▶ **Short problem**: Carry on the interview about the Scalia biography, picking up right after its last sentence.

▶ **Extract provided**:
The biography of Antonin Scalia by Bruce Murphy is a forensic study of the Supreme Court’s most extreme justice. In A Court of One (Simon & Schuster), the Fred Morgan Kirby Professor of Civil Rights creates a 3-D map of the constitution of a strict Constitutionalist, or Originalist, who opposes passing a federal amendment for same-sex marriage largely because same-sex marriage is not mentioned in the Constitution.

Bruce Murphy

Bruce Murphy

Murphy meticulously portrays Scalia with almost as many personalities as there are members of the court. There’s the master debater who pulverizes lawyers’ arguments. The brilliant bully who harangues colleagues in long footnotes to his dissents. The ardent Catholic who, in speeches and interviews, scoffs at those who scoff at his belief in miracles and the Devil. “The Ninopath,” who has alienated liberals, conservatives, and centrists alike, sabotaged his quest to become chief justice, and turned the most powerful bench in the land into his own personal island.

Scalia is a fascinating, fathomless subject for Murphy, the author of books about four other Supreme Court justices, including Abe Fortas and William O. Douglas, both of whom rivaled Scalia in the court of public controversy.

Q: You open A Court of One with Scalia at Barack Obama’s second presidential inauguration, wearing a black-velvet hat with peaked corners, a replica of one worn by his hero, the martyred lawyer Thomas More. The unusual headwear ignited a wildfire of debate about Scalia’s motivations. What’s your take?

A: We will never know for sure what his motivation was. I think it’s quite possible that he wore the hat because it was cold and because he thought it was warmer than his other possibility, which would have been a kind of silk skullcap. Or it could have been that by staying warm he could make a statement about the Obama administration. Maybe he was saying, “I’m stuck four more years with a Democrat in the White House, so I feel like a martyr.”

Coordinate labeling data
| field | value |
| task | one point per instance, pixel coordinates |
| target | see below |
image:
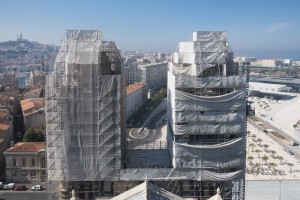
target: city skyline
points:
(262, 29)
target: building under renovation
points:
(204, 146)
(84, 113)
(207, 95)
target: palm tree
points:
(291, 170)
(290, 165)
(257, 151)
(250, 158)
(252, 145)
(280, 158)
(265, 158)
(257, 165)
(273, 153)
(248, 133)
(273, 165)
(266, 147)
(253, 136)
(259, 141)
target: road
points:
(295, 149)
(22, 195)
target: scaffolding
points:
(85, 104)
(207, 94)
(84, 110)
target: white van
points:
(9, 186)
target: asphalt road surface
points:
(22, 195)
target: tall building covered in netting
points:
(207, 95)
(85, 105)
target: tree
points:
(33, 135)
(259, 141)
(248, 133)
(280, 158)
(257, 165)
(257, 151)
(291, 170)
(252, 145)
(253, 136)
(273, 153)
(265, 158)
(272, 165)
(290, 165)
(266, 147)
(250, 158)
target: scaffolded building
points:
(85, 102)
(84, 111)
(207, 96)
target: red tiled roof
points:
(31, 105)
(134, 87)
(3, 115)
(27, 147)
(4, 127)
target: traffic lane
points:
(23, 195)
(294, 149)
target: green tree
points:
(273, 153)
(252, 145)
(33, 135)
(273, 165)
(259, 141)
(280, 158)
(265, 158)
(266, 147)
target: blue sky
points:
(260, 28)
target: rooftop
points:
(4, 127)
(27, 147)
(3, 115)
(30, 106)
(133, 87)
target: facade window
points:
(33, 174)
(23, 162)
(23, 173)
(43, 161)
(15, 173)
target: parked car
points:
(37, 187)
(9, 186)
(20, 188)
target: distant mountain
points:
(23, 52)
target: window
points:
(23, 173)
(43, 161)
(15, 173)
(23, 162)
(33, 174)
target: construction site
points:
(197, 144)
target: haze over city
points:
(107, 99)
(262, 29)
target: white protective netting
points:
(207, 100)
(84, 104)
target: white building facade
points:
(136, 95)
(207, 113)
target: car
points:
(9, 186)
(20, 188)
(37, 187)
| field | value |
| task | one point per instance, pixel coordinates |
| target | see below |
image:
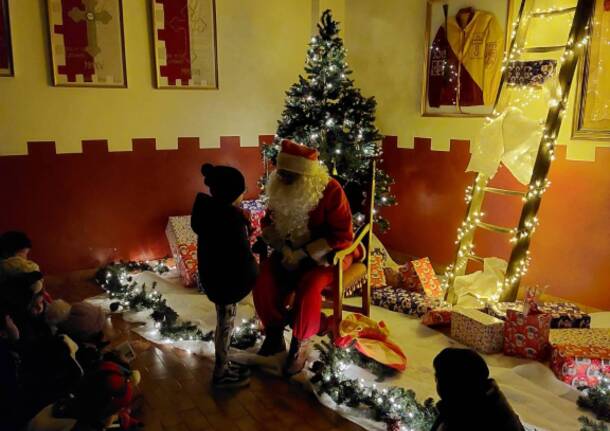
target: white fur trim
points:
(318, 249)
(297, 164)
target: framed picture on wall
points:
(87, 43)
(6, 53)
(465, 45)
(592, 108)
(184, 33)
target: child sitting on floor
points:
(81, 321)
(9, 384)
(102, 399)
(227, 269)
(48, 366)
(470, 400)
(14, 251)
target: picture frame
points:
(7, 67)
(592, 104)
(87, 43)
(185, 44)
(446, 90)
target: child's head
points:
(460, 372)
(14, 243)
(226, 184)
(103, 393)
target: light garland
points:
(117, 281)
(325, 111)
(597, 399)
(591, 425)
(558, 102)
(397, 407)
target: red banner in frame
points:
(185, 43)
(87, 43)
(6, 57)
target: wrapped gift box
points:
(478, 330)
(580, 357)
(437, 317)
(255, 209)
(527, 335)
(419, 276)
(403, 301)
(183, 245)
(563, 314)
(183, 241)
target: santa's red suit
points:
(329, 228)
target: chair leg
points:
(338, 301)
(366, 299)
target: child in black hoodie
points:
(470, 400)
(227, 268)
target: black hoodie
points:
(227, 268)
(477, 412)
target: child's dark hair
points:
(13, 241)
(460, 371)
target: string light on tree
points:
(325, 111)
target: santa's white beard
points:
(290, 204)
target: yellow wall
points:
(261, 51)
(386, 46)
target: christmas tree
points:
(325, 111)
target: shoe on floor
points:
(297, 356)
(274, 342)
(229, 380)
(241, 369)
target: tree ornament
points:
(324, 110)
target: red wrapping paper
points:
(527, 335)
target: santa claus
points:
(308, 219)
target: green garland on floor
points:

▶ **The reply**:
The hat is a wonderful example of how Scalia tries to brand himself as a person who stands apart. It allows him to do things in public that can be reinterpreted by other people, and since it’s their interpretation he can stand apart and say, “That wasn’t what I was intending to say. I wasn’t intending to protest against the Obama administration’s health-care law.”

Q: What do you admire most about Scalia? I admire his erudite defense of the Sixth Amendment right for defendants to confront an accuser in open court, when he cited everyone from a Roman emperor to Shakespeare’s Richard II.

A: I admire his ability to argue. He can duel with lawyers arguing before the court and best them continually by seeing the central part of their arguments—“the jugular”—and then blowing their arguments apart. I admire his intellect. This is what you want in Supreme Court justices. You want the smartest people you can find. You want people who can take legal puzzles, break them apart, figure out the answer, and then explain the solution in language that people can understand.

Book cover for Scalia: A Court of One by Bruce Allen Murphy

Scalia: A Court of One

Scalia does all of this brilliantly, often in intriguing, novel ways. You’ll see him use historical references, cultural references, metaphors, analogies almost never used in judicial opinions. He’ll reference phrases that you’ve never heard of, like “legalistic argle-bargle.” When you look that up, etymologically, the term is “argy-bargy”—a rhyming reduplication of “mumbo-jumbo.” It acquires a meaning through culture, and in this case it means you can’t trust this argument because it’s back and forth, like a tennis match.

Q: Shall we give Scalia a badge of merit for volleying “legalistic argle-bargle” on the Supreme Court’s court?

A: Absolutely. It’s the phrase most people want to talk about. They may not be able to name two judges on the court, but they can usually remember “legalistic argle-bargle.” I think that’s a real accomplishment. It’s a style that people like to see, to read. And Scalia has made that contribution to the literature of the court.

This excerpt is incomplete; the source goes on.